## Begin Data in this exercise
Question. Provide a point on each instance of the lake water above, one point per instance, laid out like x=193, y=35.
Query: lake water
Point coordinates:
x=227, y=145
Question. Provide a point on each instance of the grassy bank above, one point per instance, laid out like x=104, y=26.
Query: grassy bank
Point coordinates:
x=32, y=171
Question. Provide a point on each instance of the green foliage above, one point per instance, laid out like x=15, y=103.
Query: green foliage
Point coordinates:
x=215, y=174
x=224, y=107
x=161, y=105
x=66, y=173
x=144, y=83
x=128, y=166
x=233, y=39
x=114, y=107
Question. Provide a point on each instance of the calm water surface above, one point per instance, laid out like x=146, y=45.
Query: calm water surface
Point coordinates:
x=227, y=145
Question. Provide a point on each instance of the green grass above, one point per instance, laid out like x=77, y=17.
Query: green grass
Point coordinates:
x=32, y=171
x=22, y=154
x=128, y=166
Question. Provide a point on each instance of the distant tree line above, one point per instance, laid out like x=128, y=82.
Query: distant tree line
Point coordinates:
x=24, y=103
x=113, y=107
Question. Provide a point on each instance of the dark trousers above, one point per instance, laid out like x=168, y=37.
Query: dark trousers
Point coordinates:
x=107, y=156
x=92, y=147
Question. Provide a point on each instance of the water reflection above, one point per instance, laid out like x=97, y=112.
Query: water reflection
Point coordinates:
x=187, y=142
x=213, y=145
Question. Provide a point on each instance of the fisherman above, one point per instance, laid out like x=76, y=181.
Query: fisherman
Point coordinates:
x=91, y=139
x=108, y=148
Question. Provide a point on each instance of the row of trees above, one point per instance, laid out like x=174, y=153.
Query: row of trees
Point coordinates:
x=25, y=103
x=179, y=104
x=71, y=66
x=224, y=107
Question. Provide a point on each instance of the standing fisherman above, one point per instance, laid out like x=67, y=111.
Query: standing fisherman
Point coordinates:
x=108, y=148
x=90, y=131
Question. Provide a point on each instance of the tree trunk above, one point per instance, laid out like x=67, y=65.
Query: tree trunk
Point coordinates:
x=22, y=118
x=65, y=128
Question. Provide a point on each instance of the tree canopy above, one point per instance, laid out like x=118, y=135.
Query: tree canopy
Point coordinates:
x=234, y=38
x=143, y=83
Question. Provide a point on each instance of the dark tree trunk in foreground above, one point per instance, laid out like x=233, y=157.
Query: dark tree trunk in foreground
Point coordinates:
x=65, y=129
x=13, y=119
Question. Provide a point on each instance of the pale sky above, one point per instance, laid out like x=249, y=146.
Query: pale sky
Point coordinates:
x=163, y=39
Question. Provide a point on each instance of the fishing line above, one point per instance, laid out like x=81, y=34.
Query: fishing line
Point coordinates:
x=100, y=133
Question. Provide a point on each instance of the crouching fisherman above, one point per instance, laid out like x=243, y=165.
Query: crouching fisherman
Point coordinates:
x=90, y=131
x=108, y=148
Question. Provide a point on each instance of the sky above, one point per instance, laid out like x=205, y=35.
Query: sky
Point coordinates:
## End Data in this exercise
[Problem requirements]: Quote exactly what appears from the line containing "Question. Provide a point on each instance of the tree canopy" through the final line of the listing above, including both of those lines.

[Response to the exercise]:
Question. Provide a point on each instance of the tree canopy above, one point per instance, laid out like x=118, y=135.
Query: tree canopy
Point coordinates:
x=234, y=38
x=143, y=83
Question. Provide a point on each instance of the dark tree trunk in foreground above, one point per instance, laid out like x=233, y=157.
Query: dark tree trunk in foreground
Point coordinates:
x=65, y=129
x=13, y=119
Question. Provide a point on each instance of the pale sky above, one point per instance, laid out like x=249, y=146.
Query: pale sky
Point coordinates:
x=163, y=39
Question. Provide a point on each instance of the fishing line above, one point per instance, laid out like x=81, y=34.
Query: fishing line
Point coordinates:
x=100, y=133
Question. Provide a point on each instance of the crouching fisherman above, one point per instance, laid out like x=243, y=165.
Query: crouching fisherman
Point coordinates:
x=90, y=131
x=108, y=148
Question. Provide a point on each instance of the sky above, one point per instance, laid out like x=205, y=35.
Query: sky
Point coordinates:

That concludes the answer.